━━ TEXTO FORNECIDO
Espinhoso tema esse tratado neste projeto. Objeto de discussões e posicionamentos diversos, de início pode-se concluir que não haverá conciliação em questões de opiniões, pois, a ciência, a política, a lei e os dogmas não andam de parelha.
Para adentrar no assunto em tela, necessário se faz compreender que as sociedades humanas subsistem desde o alvorecer da vida. O ser humano, como todos os animais não andróginos pactuam sua vida aos pares, ou seja, não vivem isolados. Esta é em realidade, a origem de família, um macho, uma fêmea e sua prole.
Nas primeiras famílias, de acordo com Engels (1891):
(...) todos os avôs e avós, nos limites da família, são maridos e mulheres entre si; o mesmo sucede com seus filhos, quer dizer, com os pais e mães; os filhos destes, por sua vez, constituem o terceiro círculo de cônjuges comuns; e os seus filhos, isto é, os bisnetos dos primeiros, o quarto círculo. Nesta forma de família, os ascendentes e descendentes, os pais e os filhos, são os únicos que, reciprocamente, estão excluídos dos direitos e deveres (poderíamos dizer) do matrimônio. Irmãos e irmãs, primos e primas, em primeiro, segundo e restantes graus, são todos, entre si, irmãos e irmãs, e por isso mesmo maridos e mulheres uns dos outros. O vínculo de irmão e irmã pressupõe, por si, nesse período, a relação carnal mútua.
Percebe-se, pelas pesquisas de Engels, que não havia, na idade antiga, consanguinidade, difícil classificar a entidade familiar.
Ainda de acordo com Engels, a tribo americana Iroquesa, que para manter os gens familiares, realizavam o matrimônio e:
Fazia-se a adoção por proposta individual de algum membro da gens, algum homem que tomava o estrangeiro por irmão ou irmã, ou alguma mulher que o tomava como filho. A admissão solene era necessária para confirmação. Frequentemente, reforçavam-se as gens reduzidas em número por causas excepcionais, adotando em massa membros de outra gens, com o consentimento desta última. Entre os iroqueses, a admissão solene na gens fazia-se em sessão pública do conselho da tribo, o que tornava esta solenidade praticamente uma cerimônia religiosa.
Os estudos desse pesquisador registram esse período (sem data definida), como primeiros registros de adoção, no entanto, o primeiro código escrito conhecido (Hamurabi, por volta de 1780 a.C.), já disciplinava o instituto da adoção, nos seguintes termos:
Art. 185. Se um homem adotar uma criança e der seu nome a ela como filho, criando-o, este filho crescido não poderá ser reclamado por outrem.
━━━━
━━ DADOS FORNECIDOS
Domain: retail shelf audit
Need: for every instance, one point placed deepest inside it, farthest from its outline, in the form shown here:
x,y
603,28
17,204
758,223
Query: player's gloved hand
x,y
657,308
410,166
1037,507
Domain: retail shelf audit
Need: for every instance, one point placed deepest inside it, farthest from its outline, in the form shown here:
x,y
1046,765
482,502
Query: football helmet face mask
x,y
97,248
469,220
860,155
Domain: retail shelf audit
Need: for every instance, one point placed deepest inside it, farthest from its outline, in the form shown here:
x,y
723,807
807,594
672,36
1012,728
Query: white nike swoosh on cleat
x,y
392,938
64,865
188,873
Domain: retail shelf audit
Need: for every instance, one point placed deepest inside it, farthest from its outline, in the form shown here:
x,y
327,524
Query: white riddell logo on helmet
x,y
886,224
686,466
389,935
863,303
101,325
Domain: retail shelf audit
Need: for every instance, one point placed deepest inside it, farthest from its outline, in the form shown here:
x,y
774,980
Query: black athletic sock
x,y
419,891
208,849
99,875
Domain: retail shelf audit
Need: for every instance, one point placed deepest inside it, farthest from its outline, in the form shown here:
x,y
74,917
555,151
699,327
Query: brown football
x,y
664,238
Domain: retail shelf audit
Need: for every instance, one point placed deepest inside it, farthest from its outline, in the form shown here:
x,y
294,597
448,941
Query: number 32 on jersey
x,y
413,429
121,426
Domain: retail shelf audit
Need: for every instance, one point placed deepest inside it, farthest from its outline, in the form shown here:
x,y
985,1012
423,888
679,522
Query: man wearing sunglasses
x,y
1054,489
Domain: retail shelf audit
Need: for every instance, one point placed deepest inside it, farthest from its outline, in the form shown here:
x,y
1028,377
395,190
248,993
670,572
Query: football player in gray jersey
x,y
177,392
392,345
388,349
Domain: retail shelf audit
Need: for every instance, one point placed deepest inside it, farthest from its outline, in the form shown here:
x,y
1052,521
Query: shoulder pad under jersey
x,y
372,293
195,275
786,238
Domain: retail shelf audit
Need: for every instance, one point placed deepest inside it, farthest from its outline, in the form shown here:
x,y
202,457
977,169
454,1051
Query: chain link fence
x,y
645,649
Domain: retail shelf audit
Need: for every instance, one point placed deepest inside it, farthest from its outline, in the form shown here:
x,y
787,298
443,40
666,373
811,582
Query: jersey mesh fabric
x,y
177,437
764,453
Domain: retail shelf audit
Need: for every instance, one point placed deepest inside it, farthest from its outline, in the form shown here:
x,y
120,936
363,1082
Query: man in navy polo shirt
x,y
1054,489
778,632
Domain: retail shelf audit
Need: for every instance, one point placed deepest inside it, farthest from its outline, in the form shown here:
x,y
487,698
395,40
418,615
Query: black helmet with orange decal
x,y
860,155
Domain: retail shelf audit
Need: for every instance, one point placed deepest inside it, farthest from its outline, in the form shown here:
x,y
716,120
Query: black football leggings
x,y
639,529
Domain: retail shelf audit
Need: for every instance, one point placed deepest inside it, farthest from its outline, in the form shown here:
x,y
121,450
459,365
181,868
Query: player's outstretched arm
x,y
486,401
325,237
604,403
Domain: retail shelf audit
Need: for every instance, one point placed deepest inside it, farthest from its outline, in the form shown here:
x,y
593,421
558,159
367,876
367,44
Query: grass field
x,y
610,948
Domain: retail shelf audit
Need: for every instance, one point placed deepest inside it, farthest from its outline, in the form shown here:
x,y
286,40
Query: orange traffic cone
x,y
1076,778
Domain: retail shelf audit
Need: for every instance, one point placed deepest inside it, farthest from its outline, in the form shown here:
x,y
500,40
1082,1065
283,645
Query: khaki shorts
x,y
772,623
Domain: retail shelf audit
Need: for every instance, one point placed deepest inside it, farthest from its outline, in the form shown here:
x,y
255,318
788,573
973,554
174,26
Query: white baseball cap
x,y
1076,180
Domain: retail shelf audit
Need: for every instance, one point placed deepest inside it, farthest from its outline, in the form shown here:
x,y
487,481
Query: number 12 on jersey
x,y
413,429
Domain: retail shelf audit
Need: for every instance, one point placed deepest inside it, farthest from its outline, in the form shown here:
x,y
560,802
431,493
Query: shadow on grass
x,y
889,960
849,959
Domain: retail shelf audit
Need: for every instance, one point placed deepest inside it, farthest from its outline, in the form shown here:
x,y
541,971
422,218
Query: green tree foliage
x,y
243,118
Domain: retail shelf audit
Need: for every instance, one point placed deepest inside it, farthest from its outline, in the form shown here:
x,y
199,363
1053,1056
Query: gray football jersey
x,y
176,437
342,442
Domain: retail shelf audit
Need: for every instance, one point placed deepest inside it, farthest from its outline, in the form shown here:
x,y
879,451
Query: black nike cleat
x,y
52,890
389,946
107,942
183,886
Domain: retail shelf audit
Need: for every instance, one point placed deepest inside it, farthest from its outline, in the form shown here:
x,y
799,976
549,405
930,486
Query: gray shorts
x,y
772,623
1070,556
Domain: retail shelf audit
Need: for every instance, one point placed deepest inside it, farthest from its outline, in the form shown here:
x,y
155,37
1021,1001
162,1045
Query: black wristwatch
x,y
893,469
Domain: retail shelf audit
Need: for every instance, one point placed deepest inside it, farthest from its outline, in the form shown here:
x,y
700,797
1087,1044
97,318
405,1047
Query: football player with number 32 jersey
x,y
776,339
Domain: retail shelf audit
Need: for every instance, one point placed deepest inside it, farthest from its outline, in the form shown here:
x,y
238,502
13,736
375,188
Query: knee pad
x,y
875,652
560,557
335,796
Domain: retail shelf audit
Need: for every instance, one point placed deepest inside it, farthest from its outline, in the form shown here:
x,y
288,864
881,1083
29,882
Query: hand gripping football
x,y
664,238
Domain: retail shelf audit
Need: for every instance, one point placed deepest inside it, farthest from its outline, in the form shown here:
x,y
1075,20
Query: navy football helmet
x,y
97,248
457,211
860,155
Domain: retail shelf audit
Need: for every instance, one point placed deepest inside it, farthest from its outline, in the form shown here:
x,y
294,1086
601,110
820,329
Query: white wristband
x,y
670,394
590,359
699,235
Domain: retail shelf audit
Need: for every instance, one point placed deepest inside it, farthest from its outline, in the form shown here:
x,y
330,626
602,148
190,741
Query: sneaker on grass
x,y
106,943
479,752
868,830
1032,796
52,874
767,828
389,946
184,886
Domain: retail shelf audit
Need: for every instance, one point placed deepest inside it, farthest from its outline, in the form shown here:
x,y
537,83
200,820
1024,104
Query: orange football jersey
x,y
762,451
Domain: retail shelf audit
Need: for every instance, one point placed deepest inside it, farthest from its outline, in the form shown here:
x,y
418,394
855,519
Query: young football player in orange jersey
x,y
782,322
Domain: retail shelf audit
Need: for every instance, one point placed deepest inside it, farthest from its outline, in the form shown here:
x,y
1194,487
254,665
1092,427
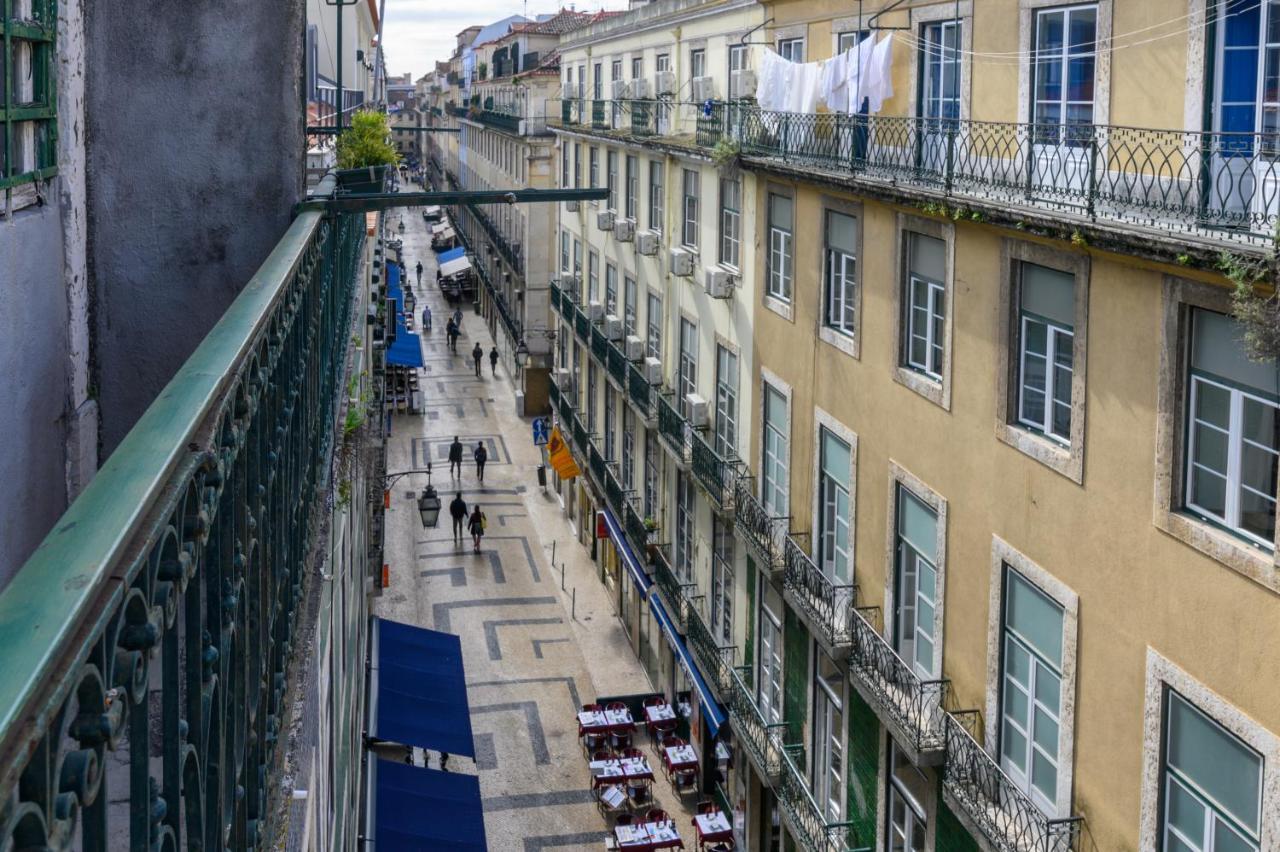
━━━━
* _OBJETIVO DO EXERCÍCIO_: Transcreva literalmente, do texto fornecido, o trecho que se inicia com as palavras que contêm "Espinhoso tema esse" e se encerra em "andam de parelha.". Utilize exclusivamente o texto fornecido.

* _EM RESPOSTA_:
Espinhoso tema esse tratado neste projeto. Objeto de discussões e posicionamentos diversos, de início pode-se concluir que não haverá conciliação em questões de opiniões, pois, a ciência, a política, a lei e os dogmas não andam de parelha.